**WORK TO COMPLETE**
Collect every line of the items below that contains the string "face", and copy each one in full.

- - - - -

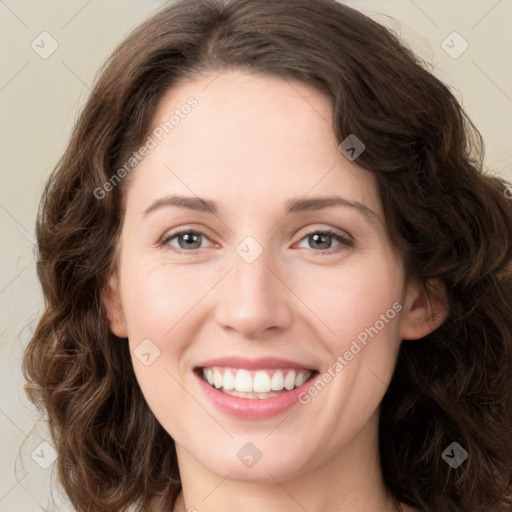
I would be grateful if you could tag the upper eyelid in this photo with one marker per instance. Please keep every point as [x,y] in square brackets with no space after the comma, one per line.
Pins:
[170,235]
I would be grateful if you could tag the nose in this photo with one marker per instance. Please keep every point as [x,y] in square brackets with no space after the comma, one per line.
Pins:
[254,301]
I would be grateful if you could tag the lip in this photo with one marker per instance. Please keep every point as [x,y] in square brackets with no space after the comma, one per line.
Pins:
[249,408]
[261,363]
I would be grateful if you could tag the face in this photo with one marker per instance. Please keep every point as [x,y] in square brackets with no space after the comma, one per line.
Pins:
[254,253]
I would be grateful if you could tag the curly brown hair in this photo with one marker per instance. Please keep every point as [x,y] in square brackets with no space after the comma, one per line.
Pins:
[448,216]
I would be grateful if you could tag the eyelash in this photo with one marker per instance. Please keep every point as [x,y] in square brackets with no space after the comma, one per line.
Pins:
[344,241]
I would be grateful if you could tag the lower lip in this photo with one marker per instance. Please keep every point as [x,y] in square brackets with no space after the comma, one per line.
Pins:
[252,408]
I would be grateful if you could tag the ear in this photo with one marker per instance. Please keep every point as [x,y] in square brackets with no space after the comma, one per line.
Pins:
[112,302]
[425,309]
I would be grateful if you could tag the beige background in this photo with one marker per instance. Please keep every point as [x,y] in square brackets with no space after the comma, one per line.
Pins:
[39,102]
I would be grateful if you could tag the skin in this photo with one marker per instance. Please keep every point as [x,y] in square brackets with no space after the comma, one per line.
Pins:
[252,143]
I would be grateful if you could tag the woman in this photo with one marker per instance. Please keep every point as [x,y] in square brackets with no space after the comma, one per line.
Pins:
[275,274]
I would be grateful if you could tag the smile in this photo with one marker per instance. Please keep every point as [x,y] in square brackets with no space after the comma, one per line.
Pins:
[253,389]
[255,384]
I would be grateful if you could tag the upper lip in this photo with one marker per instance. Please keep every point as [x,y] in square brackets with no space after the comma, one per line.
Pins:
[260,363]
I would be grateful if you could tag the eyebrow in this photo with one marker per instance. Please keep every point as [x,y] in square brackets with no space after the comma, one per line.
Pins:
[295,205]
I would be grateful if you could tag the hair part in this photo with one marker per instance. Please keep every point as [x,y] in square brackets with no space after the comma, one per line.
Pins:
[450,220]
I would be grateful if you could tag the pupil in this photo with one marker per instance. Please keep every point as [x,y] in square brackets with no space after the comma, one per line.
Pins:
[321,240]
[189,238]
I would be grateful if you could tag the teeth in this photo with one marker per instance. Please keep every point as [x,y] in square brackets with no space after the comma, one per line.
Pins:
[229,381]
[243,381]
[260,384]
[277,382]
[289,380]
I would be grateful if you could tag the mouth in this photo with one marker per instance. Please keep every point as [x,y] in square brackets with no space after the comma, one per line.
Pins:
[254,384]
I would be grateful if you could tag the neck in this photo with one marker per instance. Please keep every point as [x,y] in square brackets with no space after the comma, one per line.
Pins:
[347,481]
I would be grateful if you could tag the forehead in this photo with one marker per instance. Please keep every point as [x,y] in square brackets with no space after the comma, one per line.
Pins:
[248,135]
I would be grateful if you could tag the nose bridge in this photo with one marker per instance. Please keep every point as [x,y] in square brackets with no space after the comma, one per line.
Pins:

- - - - -

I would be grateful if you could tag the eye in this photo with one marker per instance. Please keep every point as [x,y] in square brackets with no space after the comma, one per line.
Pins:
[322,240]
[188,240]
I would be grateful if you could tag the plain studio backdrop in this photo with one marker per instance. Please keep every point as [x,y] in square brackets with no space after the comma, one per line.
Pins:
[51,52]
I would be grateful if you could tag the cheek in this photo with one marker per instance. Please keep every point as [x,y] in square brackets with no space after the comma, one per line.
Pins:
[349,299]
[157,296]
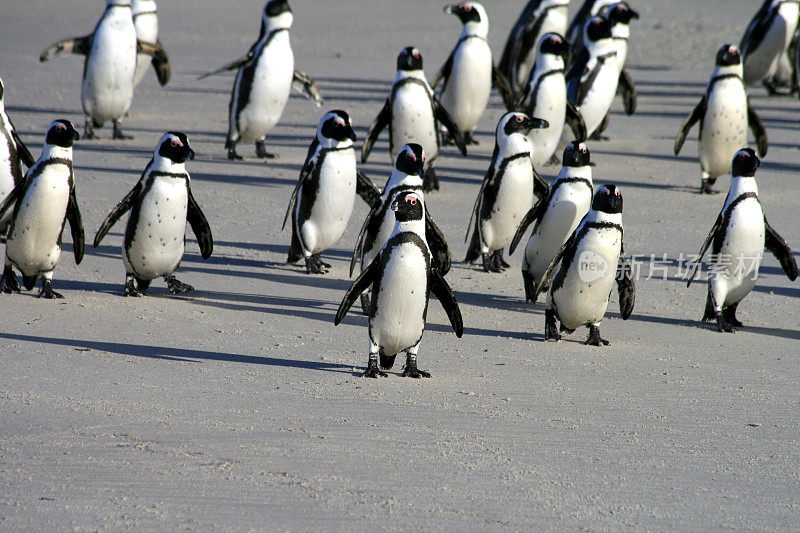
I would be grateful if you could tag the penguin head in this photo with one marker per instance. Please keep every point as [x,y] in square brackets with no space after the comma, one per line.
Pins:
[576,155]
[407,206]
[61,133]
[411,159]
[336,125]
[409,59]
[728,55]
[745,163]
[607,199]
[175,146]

- - - - -

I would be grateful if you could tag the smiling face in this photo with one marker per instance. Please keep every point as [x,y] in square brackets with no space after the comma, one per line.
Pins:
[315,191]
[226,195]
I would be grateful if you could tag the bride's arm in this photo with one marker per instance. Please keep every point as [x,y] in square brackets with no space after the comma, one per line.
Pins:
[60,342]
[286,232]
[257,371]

- - - - -

**SOLUTION FOR THIS EXERCISE**
I would be grateful if you could tag the face in this photo with one marker per instance. Please keep every point as [x,y] in square brackets with no space after the comma, one per line.
I would be grateful if you could tag the smiling face in this photo with one marker per instance. Please keep every point as [x,y] in square brackets with no space after the comma, one per line.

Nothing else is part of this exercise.